** Listed entries follows **

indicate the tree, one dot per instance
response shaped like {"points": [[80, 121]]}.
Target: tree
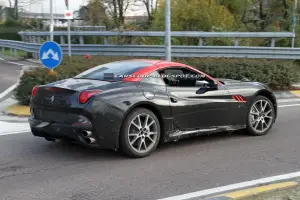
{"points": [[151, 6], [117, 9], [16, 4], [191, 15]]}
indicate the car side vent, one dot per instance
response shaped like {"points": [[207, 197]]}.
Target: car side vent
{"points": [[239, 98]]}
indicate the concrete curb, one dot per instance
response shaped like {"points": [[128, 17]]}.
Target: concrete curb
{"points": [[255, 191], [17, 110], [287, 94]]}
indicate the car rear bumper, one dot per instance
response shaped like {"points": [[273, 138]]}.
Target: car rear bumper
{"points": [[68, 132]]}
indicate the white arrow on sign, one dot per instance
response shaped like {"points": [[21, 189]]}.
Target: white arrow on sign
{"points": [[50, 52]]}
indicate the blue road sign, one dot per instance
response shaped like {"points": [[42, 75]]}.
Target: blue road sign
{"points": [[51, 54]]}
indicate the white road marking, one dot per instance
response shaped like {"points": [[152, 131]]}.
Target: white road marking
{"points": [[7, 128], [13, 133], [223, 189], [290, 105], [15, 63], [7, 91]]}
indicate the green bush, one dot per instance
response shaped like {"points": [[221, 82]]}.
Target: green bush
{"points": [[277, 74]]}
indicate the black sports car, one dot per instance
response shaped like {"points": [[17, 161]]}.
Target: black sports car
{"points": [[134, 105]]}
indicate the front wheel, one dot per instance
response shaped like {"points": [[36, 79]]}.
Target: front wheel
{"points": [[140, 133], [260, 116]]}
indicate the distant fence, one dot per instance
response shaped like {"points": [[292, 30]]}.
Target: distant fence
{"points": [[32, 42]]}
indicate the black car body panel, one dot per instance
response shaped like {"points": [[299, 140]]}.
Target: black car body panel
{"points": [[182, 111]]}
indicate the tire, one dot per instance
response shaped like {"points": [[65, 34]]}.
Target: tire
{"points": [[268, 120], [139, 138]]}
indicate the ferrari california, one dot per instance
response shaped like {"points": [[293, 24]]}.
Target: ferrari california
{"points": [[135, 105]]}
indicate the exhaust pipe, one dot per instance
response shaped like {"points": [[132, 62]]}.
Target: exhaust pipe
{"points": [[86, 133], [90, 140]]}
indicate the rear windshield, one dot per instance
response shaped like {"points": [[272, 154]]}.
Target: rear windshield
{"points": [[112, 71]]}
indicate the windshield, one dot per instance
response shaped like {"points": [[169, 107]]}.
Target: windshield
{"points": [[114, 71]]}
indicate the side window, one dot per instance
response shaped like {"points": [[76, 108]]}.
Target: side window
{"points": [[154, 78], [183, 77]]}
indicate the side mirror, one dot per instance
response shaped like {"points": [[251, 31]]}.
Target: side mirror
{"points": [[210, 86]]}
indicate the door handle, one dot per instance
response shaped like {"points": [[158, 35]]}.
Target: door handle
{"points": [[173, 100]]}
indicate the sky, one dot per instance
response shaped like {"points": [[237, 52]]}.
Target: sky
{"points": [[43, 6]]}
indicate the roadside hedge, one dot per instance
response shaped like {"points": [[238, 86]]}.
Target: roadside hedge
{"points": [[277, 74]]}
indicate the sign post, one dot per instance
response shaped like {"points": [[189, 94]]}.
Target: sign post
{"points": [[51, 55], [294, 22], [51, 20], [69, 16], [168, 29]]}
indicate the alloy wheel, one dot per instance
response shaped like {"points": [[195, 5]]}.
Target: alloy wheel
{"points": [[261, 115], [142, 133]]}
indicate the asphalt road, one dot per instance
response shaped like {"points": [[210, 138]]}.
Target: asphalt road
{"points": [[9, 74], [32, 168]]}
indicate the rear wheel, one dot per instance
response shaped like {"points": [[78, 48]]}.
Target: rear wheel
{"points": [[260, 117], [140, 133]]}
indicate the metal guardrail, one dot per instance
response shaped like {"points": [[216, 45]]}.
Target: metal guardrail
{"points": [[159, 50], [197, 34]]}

** End of Listed entries **
** Listed entries follows **

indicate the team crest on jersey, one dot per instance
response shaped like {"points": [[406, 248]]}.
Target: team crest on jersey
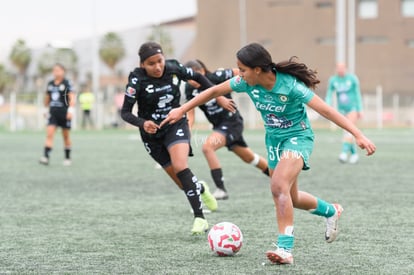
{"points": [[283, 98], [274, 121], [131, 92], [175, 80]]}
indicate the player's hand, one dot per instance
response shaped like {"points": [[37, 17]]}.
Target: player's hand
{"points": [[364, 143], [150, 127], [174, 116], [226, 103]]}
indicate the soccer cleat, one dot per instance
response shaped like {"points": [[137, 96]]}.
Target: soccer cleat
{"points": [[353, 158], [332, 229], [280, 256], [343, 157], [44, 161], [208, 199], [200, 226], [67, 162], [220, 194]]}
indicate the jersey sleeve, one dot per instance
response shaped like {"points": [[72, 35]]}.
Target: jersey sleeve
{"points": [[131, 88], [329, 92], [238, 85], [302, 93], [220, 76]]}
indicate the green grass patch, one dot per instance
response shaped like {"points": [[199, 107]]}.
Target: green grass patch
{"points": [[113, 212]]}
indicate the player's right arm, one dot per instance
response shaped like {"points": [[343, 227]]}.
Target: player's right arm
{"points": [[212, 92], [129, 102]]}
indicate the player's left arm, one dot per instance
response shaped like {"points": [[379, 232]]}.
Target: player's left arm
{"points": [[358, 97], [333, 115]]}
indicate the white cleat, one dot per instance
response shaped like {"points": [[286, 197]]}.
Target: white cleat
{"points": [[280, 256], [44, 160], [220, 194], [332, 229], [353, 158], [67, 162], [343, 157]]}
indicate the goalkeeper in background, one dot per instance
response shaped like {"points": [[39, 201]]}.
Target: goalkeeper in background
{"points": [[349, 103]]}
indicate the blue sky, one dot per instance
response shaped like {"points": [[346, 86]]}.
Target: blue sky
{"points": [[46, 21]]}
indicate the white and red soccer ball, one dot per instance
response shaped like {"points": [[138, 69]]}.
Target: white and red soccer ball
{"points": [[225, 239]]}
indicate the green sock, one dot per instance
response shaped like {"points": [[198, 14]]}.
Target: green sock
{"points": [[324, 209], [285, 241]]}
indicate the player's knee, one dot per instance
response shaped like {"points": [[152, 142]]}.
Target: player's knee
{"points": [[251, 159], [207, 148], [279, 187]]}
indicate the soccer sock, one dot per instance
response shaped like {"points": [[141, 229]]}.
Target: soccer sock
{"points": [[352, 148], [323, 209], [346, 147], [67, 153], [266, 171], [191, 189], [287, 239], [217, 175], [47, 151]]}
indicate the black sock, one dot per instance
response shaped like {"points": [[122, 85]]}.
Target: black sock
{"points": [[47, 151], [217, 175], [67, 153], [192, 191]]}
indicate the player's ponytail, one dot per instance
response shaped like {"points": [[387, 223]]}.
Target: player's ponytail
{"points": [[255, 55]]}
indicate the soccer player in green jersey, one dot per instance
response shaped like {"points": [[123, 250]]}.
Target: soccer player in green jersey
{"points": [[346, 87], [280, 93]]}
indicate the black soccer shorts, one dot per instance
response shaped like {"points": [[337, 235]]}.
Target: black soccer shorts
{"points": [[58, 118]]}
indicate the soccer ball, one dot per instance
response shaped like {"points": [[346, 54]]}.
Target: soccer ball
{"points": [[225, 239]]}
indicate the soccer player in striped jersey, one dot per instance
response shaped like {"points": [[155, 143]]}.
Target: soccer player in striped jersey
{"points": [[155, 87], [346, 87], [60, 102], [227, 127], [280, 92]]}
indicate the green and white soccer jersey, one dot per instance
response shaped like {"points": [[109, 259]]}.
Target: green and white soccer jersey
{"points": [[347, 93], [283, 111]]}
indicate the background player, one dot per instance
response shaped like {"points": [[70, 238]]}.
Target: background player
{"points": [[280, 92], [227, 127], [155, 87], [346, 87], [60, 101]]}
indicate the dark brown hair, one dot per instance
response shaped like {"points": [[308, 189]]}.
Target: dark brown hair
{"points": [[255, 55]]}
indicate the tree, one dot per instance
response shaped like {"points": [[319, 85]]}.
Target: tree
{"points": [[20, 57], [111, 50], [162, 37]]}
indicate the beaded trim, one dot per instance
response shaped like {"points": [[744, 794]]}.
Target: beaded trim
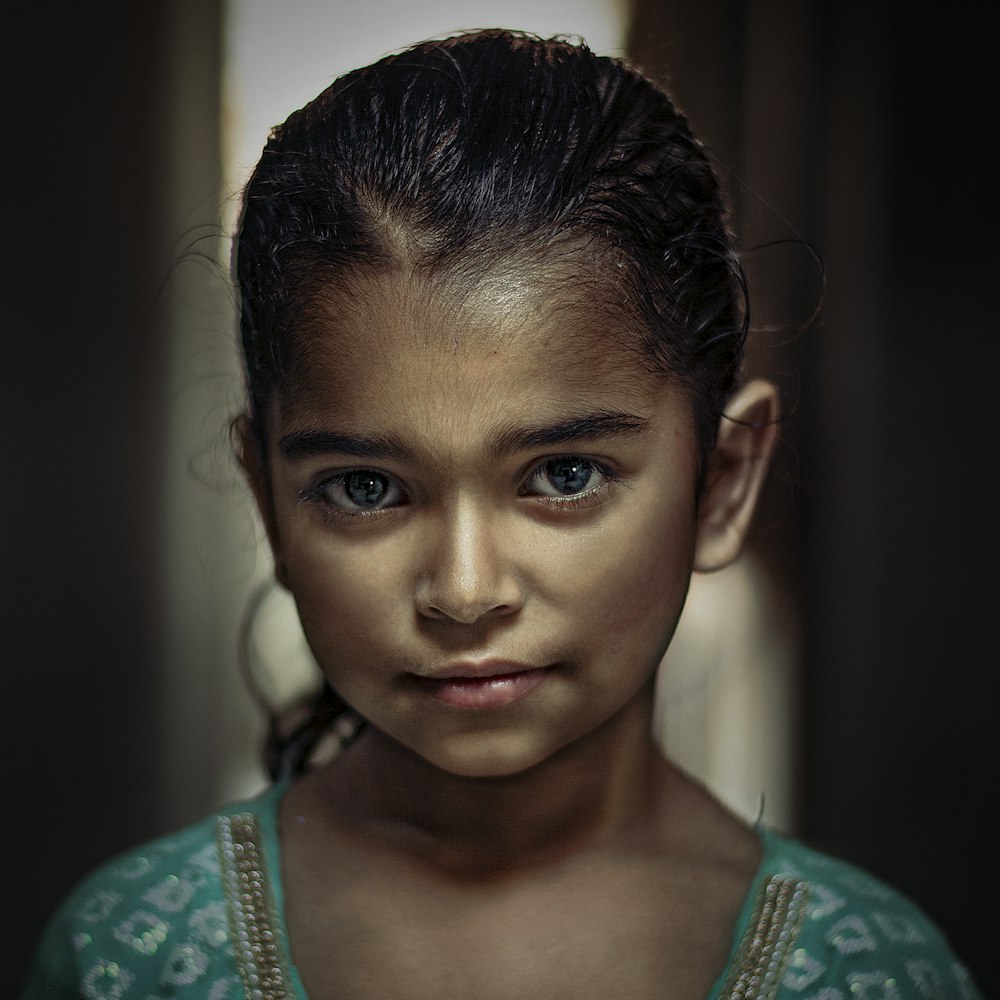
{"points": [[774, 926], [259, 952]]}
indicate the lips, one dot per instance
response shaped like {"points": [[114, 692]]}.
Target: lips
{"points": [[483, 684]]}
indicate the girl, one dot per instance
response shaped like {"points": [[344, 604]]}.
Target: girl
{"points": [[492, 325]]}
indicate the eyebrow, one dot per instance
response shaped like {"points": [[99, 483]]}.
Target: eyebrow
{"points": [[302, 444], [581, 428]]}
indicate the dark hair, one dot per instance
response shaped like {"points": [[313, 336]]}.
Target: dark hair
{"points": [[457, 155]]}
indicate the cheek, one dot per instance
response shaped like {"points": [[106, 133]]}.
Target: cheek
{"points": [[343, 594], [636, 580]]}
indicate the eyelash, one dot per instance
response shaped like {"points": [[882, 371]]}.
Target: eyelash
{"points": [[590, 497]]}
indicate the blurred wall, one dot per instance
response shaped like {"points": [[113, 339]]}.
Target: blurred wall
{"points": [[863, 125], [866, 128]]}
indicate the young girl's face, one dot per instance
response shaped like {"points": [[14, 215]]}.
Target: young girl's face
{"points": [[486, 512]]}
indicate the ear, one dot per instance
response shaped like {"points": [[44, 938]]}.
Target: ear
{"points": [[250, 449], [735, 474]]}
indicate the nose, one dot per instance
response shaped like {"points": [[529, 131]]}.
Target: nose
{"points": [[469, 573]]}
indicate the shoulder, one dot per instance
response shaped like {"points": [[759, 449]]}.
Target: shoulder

** End of Listed entries **
** Listed entries follows **

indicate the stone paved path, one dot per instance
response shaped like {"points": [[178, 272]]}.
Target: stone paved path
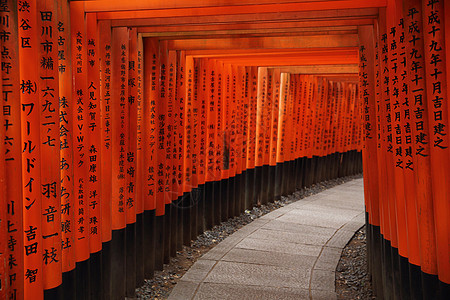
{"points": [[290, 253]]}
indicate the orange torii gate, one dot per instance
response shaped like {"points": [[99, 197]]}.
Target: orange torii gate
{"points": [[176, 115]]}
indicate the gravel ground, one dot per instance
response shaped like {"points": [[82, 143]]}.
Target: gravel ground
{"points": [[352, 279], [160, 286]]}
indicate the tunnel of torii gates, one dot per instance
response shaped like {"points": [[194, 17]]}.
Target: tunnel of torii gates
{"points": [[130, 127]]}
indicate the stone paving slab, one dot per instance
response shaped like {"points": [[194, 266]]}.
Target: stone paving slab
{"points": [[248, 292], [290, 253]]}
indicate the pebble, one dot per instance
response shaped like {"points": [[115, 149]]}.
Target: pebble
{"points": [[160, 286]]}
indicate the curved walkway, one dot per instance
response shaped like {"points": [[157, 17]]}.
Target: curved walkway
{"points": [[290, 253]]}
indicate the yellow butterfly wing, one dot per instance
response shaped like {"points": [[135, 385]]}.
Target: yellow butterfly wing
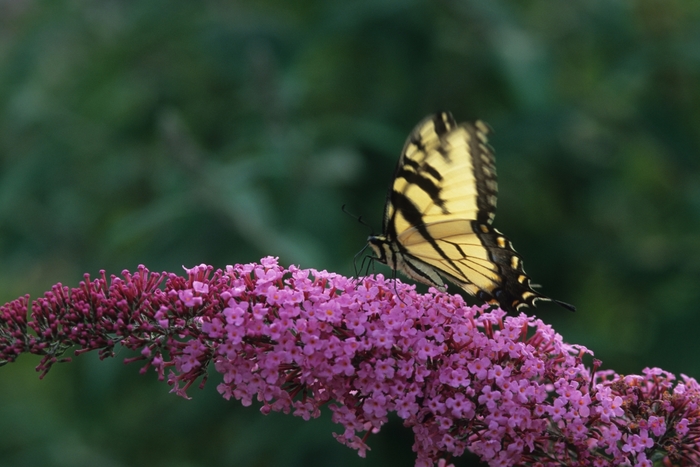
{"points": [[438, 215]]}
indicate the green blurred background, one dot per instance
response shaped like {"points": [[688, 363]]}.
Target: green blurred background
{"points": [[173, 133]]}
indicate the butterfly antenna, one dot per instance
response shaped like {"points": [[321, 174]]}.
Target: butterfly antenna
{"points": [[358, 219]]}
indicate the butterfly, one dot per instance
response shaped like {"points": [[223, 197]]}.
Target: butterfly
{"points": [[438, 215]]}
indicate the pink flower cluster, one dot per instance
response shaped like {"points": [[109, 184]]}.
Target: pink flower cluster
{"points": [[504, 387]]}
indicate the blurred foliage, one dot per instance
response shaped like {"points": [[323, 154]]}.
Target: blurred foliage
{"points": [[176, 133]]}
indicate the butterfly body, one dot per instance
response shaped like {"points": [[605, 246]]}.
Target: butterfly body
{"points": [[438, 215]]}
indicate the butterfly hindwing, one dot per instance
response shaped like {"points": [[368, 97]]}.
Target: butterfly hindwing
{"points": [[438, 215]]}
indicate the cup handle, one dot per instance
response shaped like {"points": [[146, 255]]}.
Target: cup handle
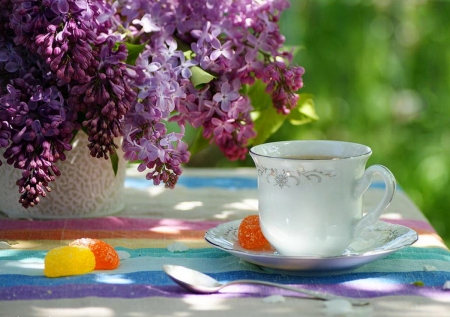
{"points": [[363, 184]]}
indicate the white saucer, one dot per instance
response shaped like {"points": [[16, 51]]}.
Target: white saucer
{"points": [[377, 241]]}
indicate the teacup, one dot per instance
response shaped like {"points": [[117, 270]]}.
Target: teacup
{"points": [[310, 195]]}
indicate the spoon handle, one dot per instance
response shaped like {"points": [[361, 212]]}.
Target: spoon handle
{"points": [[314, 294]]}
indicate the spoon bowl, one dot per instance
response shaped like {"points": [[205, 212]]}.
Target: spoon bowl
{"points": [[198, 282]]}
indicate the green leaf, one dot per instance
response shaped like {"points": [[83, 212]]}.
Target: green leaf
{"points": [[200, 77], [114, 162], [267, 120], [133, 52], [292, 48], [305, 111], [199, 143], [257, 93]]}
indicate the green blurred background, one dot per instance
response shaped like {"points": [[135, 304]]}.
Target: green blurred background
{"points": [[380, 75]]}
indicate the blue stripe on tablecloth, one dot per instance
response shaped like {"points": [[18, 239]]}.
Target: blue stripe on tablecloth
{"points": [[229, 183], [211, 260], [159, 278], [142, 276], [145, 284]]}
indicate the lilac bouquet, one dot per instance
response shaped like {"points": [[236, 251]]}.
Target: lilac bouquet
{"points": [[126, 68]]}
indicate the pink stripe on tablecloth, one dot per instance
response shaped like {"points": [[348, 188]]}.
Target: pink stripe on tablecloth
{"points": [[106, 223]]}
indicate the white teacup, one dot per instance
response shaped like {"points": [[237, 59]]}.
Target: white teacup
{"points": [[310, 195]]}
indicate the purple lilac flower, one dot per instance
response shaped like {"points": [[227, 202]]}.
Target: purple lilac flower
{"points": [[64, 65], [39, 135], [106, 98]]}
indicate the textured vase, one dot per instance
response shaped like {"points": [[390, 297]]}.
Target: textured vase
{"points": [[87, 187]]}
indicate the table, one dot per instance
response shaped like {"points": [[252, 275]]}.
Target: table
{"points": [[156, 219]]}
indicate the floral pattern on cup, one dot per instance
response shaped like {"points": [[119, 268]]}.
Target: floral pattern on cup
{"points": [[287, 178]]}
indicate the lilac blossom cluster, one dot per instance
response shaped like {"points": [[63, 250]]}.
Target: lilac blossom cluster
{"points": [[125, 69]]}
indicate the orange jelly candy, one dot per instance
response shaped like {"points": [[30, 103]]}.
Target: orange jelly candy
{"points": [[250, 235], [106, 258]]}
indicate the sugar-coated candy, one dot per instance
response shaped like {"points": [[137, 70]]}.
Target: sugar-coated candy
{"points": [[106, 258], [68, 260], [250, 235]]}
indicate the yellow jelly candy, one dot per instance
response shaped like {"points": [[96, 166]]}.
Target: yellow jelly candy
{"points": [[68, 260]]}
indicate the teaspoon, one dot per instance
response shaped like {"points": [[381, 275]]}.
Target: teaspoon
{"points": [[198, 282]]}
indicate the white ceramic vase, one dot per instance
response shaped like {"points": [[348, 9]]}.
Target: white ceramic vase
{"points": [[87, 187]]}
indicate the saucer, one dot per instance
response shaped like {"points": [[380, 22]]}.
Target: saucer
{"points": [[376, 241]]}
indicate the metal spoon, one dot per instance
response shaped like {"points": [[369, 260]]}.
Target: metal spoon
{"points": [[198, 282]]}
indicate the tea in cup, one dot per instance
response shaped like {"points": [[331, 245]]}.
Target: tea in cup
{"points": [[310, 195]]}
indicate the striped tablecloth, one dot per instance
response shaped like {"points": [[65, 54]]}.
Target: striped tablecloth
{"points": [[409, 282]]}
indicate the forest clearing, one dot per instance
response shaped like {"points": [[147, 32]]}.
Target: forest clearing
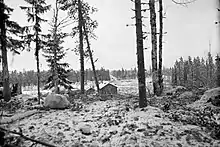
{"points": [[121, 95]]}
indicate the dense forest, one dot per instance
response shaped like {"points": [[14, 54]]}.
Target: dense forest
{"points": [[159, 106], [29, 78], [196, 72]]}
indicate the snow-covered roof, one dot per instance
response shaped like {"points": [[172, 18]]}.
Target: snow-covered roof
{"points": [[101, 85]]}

** End of Listed entries **

> **Task directions**: Check each line of the data for the string "shoulder" and state how many lines contain it, without any other output.

> **Expected answer**: 2